Do this
Can you print the whole Databricks SFTP thread back word for word, with nothing left out or changed?

I've got the same error, tried it on spark local and works flawlessly so I'm guessing is an error on how databricks manage tmps. Has anybody found a workaround?

nonsignificantp commented 4 years ago

An update from the previous message: this just have work for me:

 val df = spark.read.format("com.springml.spark.sftp")
  .option("host", "HOST")
  .option("username", "USER")
  .option("password", "PASS")
  .option("tempLocation", "/dbfs/tmp/")
  .option("hdfsTempLocation", "/dbfs/dbfs/tmp/")
  .option("fileType", "csv")
  .option("createDF", "true")
  .load(FILEPATH")

Using Apache Spark 2.4.3, Scala 2.11 and com.springml:spark-sftp_2.11:1.1.3 on Azure Databricks

EDIT: Ok, after many hours trying different solutions and reading the source code and tracebacks I found out this trick to be a solution for now. before using it make sure to create dbfs:/dbfs/tmp using:

dbutils.fs.mkdirs("dbfs:/dbfs/tmp/")

Main problem seems to be how databricks manages tmp, by creating a folder called /dbfs/ you patch the issue, but have in mind that this IS NOT a real tmp folder, so you probably should delete the content manually using dbutils at the end of the application.

eyalshafran commented 4 years ago

@nonsignificantp - I created a tmp folder and modified my code as you suggested (just with write instead of read) and I still got an error.

My code:

data.write.
      format("com.springml.spark.sftp").
      option("host", HOST).
      option("username", USER).
      option("pem", PEM_PATH).
      option("tempLocation", "/dbfs/tmp/").
      option("hdfsTempLocation", "/dbfs/dbfs/tmp/").
      option("fileType", "csv").
      option("createDF", "true").
      save("test.csv")

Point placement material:
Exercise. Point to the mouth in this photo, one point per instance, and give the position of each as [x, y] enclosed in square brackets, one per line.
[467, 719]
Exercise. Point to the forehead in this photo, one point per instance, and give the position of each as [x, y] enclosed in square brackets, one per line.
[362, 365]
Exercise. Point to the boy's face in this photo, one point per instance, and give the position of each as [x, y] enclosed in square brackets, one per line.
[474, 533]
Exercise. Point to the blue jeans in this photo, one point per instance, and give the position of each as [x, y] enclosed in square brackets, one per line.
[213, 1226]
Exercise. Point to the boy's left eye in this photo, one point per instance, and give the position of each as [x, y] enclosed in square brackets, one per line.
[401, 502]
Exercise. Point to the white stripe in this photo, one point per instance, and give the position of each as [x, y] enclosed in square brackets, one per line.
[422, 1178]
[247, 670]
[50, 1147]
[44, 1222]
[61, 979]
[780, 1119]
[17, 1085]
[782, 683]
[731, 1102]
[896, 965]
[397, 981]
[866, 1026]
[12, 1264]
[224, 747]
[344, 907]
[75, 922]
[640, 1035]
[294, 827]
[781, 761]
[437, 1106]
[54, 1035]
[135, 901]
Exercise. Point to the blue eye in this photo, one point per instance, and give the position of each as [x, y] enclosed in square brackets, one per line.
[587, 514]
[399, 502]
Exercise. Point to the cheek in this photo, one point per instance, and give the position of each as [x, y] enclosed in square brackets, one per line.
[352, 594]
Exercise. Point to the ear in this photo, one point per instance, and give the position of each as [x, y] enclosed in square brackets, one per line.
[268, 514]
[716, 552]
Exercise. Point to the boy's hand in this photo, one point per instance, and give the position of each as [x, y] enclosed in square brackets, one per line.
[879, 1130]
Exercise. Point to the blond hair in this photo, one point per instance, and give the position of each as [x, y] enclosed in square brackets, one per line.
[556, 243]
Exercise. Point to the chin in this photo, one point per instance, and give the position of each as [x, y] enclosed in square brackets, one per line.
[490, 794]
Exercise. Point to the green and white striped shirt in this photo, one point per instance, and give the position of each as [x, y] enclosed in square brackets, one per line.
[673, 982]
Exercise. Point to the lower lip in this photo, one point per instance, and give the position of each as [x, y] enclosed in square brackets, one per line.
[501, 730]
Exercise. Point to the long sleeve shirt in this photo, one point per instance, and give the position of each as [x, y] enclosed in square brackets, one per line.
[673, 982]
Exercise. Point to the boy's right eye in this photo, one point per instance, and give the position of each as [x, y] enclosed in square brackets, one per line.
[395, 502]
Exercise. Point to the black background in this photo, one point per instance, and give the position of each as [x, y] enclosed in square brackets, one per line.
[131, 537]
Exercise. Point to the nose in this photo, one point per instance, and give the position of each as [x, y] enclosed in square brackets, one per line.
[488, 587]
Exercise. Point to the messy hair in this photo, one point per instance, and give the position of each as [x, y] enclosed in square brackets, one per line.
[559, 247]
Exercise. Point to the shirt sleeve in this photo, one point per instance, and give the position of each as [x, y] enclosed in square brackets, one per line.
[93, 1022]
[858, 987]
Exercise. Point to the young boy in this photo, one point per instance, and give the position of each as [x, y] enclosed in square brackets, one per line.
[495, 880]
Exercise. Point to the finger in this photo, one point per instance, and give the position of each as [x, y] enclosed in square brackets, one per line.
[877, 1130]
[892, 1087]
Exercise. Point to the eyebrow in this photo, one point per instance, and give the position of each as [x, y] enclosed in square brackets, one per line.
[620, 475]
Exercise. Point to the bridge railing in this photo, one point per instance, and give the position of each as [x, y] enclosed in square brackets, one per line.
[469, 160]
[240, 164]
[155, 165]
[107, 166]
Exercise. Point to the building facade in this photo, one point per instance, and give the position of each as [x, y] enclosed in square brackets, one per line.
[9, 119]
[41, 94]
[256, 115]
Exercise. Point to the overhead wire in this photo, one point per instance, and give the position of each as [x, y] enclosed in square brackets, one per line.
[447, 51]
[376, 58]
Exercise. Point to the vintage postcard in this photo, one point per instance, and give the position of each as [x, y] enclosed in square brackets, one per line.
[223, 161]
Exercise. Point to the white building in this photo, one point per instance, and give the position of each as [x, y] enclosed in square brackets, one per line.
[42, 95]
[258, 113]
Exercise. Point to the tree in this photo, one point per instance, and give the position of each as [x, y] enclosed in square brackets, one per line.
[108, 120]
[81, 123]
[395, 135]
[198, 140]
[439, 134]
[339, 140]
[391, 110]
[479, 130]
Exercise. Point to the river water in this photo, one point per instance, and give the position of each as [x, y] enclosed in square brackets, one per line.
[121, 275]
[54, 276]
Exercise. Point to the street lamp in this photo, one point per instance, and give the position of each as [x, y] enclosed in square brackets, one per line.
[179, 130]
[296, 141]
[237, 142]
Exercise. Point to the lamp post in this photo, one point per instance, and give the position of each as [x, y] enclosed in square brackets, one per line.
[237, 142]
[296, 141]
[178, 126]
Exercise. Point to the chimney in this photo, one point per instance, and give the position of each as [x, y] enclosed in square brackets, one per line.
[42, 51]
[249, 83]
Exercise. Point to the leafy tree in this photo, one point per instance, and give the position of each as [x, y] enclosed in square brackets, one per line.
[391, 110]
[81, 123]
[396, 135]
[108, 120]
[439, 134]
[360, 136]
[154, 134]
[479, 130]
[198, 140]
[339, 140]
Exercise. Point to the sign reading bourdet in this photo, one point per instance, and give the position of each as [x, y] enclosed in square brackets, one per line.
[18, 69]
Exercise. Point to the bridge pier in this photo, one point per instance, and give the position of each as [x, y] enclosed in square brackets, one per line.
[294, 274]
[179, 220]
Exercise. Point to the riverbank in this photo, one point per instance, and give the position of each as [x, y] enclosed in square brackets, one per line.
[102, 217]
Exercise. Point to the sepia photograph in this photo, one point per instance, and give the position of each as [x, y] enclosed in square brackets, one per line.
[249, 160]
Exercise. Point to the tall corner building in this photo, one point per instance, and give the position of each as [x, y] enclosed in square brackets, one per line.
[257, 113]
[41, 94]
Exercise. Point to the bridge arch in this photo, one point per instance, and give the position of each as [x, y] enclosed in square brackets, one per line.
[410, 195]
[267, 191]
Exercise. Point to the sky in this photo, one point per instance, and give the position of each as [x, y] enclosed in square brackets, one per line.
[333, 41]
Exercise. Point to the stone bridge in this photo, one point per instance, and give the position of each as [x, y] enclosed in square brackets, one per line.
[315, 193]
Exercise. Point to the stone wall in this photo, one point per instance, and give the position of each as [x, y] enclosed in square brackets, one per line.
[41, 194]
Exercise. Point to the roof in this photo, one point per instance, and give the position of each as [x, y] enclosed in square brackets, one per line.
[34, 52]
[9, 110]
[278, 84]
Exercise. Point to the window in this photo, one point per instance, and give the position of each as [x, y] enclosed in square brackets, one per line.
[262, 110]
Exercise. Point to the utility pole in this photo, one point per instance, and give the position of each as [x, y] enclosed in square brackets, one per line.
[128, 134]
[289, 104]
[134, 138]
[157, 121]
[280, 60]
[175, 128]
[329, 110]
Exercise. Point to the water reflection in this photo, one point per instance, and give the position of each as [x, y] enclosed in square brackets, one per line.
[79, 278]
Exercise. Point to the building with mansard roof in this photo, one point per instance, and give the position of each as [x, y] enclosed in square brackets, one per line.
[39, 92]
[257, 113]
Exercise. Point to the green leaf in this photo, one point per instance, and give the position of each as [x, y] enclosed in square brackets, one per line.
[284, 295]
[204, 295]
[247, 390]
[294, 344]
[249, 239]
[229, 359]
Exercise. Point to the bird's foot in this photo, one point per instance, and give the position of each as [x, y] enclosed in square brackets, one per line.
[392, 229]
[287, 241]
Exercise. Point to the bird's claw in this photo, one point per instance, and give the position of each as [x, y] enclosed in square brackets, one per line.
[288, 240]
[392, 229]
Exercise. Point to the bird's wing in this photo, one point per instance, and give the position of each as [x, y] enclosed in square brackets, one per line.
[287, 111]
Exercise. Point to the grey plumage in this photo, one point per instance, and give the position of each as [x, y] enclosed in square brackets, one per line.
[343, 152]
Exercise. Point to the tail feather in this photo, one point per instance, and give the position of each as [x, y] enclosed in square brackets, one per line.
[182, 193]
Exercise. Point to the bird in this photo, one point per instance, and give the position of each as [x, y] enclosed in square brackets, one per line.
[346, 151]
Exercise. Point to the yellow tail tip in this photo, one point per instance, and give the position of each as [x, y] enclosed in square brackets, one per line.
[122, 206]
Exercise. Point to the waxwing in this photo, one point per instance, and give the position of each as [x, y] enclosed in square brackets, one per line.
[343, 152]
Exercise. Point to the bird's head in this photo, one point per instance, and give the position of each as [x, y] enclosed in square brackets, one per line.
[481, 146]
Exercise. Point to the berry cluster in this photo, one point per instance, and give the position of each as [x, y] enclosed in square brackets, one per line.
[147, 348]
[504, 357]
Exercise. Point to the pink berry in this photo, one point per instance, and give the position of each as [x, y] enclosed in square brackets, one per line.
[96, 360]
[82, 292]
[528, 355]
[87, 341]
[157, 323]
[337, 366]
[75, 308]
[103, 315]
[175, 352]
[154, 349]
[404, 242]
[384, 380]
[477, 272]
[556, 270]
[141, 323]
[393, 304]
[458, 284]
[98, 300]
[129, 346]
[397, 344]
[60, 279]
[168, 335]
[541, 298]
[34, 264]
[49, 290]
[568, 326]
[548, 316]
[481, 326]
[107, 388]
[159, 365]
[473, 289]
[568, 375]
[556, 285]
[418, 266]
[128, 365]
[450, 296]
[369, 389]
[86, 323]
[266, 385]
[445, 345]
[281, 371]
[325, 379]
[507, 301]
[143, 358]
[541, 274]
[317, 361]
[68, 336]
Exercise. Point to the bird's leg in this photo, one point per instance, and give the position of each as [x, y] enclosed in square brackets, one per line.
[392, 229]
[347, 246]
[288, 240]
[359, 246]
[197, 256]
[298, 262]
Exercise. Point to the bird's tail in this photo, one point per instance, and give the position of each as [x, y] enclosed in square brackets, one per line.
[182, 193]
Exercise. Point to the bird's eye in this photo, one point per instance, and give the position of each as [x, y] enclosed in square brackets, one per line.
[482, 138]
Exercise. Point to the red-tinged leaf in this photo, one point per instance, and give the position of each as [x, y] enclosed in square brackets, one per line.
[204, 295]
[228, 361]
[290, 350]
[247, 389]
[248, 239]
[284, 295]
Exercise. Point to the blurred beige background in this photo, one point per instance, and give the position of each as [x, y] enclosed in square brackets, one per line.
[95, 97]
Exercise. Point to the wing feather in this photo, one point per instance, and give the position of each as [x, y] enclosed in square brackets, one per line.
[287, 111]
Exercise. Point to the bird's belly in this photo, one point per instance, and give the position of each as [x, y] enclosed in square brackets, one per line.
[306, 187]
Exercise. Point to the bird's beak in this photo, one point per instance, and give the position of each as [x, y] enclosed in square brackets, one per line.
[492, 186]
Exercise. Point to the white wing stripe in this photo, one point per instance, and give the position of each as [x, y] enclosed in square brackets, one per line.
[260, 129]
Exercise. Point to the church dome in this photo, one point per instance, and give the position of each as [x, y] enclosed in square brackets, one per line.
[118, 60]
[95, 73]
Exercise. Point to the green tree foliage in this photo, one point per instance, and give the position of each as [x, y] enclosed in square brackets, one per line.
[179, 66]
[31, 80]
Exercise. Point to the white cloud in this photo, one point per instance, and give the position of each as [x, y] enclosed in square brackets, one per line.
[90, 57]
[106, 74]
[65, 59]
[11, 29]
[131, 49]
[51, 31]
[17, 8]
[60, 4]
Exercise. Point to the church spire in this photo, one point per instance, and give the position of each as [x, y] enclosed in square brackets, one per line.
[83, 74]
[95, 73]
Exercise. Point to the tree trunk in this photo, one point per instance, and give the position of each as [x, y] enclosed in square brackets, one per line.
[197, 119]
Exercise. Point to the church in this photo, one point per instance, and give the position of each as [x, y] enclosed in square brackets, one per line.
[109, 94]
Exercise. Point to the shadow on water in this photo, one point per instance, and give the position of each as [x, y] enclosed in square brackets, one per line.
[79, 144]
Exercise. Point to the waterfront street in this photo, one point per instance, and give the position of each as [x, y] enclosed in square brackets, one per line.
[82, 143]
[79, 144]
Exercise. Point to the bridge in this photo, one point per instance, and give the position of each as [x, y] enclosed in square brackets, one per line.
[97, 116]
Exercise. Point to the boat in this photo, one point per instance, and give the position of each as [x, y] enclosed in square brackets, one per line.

Task output
I've got the same error, tried it on spark local and works flawlessly so I'm guessing is an error on how databricks manage tmps. Has anybody found a workaround?

nonsignificantp commented 4 years ago

An update from the previous message: this just have work for me:

 val df = spark.read.format("com.springml.spark.sftp")
  .option("host", "HOST")
  .option("username", "USER")
  .option("password", "PASS")
  .option("tempLocation", "/dbfs/tmp/")
  .option("hdfsTempLocation", "/dbfs/dbfs/tmp/")
  .option("fileType", "csv")
  .option("createDF", "true")
  .load(FILEPATH")

Using Apache Spark 2.4.3, Scala 2.11 and com.springml:spark-sftp_2.11:1.1.3 on Azure Databricks

EDIT: Ok, after many hours trying different solutions and reading the source code and tracebacks I found out this trick to be a solution for now. before using it make sure to create dbfs:/dbfs/tmp using:

dbutils.fs.mkdirs("dbfs:/dbfs/tmp/")

Main problem seems to be how databricks manages tmp, by creating a folder called /dbfs/ you patch the issue, but have in mind that this IS NOT a real tmp folder, so you probably should delete the content manually using dbutils at the end of the application.

eyalshafran commented 4 years ago

@nonsignificantp - I created a tmp folder and modified my code as you suggested (just with write instead of read) and I still got an error.

My code:

data.write.
      format("com.springml.spark.sftp").
      option("host", HOST).
      option("username", USER).
      option("pem", PEM_PATH).
      option("tempLocation", "/dbfs/tmp/").
      option("hdfsTempLocation", "/dbfs/dbfs/tmp/").
      option("fileType", "csv").
      option("createDF", "true").
      save("test.csv")